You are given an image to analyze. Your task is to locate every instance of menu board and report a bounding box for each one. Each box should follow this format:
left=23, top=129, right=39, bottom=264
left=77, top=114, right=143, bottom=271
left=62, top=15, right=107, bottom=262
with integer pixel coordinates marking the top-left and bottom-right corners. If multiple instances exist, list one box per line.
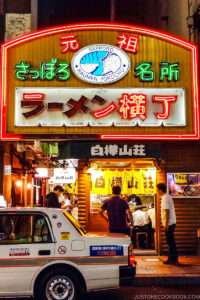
left=167, top=173, right=200, bottom=198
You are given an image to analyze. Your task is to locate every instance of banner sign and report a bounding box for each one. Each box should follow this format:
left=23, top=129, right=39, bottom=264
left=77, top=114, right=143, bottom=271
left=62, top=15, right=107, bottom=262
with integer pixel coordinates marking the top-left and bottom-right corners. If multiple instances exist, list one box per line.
left=0, top=24, right=200, bottom=139
left=59, top=141, right=162, bottom=159
left=91, top=166, right=156, bottom=195
left=90, top=245, right=124, bottom=256
left=167, top=173, right=200, bottom=198
left=52, top=168, right=76, bottom=184
left=15, top=88, right=186, bottom=127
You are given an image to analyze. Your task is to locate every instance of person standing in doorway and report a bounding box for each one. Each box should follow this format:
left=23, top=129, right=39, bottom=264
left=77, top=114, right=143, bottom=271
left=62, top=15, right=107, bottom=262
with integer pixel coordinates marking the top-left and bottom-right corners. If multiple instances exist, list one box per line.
left=99, top=186, right=133, bottom=235
left=157, top=183, right=178, bottom=264
left=46, top=185, right=64, bottom=208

_REQUIRED TASK:_ Lay out every line of the listing above as a numbered list, skipping any blank lines and leaving out the picture.

_COMPLETED TASK:_
1. You are given an image to analyze. Your task is to locate every instance of menu board and report a bounding box for each one. Each box should follow this format:
2. left=23, top=129, right=39, bottom=264
3. left=77, top=114, right=143, bottom=271
4. left=62, top=15, right=107, bottom=262
5. with integer pixel coordinates marking the top-left and bottom-right corners. If multiple instances exist, list one box per line.
6. left=167, top=173, right=200, bottom=198
7. You are given an image to analyze. Your task is to locate every instance of banner sign and report a bounding box for each one. Each box should follow this format:
8. left=23, top=129, right=39, bottom=264
9. left=77, top=114, right=143, bottom=271
10. left=62, top=15, right=107, bottom=262
11. with integer pixel coordinates marking the top-left and bottom-right corners. If multiple instances exist, list one box per line.
12. left=0, top=24, right=200, bottom=139
13. left=59, top=141, right=162, bottom=159
14. left=91, top=166, right=156, bottom=195
15. left=90, top=245, right=124, bottom=256
16. left=167, top=173, right=200, bottom=198
17. left=52, top=168, right=76, bottom=184
18. left=15, top=88, right=186, bottom=127
19. You are given an image to analyze. Your task is to locate every instance of person standing in doorway and report a bounding box for each one. Each box should follow this format:
20. left=23, top=129, right=39, bottom=264
21. left=77, top=114, right=143, bottom=271
22. left=62, top=15, right=107, bottom=262
23. with integer pixel coordinates marking the top-left and bottom-right corners. If multiple instances exist, list one box per line.
24. left=99, top=186, right=133, bottom=235
25. left=157, top=183, right=178, bottom=264
26. left=46, top=185, right=64, bottom=208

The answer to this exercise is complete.